- **What the task asks**
Scan the material for the word "below" and return every matching line.

- **Extracted data**
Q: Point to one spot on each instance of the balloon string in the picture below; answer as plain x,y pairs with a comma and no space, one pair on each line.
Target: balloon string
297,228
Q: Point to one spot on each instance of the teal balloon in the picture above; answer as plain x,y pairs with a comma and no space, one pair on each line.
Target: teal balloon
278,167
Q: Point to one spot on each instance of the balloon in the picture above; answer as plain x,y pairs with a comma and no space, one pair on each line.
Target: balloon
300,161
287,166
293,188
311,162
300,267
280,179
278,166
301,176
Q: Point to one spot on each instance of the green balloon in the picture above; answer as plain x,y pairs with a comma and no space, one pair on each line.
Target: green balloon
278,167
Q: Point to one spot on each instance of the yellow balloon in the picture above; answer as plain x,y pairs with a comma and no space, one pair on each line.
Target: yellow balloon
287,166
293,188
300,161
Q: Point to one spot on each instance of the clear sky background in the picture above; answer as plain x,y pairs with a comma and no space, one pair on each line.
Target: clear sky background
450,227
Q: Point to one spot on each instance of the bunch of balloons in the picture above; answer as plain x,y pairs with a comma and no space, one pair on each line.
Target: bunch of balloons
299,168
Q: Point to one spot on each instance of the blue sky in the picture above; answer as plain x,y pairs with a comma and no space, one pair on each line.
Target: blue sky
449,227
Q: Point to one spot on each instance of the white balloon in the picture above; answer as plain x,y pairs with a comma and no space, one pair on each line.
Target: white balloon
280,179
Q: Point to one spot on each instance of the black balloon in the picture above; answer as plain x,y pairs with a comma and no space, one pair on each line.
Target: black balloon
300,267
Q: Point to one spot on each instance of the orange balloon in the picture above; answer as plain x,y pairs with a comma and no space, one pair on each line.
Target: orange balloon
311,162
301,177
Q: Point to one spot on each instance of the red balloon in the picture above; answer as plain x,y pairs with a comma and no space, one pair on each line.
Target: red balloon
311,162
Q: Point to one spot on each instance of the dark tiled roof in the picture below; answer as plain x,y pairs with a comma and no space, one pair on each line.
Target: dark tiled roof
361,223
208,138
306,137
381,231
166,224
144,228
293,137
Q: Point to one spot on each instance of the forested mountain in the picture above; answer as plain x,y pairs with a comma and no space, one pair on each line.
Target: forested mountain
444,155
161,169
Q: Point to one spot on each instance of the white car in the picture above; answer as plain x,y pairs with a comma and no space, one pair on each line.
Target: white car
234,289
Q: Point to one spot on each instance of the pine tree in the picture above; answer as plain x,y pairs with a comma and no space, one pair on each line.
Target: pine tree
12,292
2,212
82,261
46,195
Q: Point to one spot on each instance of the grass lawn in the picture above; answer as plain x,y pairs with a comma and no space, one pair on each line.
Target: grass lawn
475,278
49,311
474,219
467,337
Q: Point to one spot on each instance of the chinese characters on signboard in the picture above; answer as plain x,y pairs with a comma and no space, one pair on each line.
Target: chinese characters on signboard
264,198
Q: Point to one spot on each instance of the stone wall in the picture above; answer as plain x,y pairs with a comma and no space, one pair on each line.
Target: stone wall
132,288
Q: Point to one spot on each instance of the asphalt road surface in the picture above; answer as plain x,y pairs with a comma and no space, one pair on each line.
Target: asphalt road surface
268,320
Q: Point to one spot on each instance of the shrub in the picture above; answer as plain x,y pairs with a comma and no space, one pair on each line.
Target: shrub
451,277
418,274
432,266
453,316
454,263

- **Output for this task**
Q: Point to one spot on each instance of the balloon string in the picture below; answer as plain x,y pairs with a comma and no space, one pair on each line.
Q: Point to one spot on each instance of the dark tiled roof in the picture below; answer as plain x,y pairs with a comma and no space, one pair on each line.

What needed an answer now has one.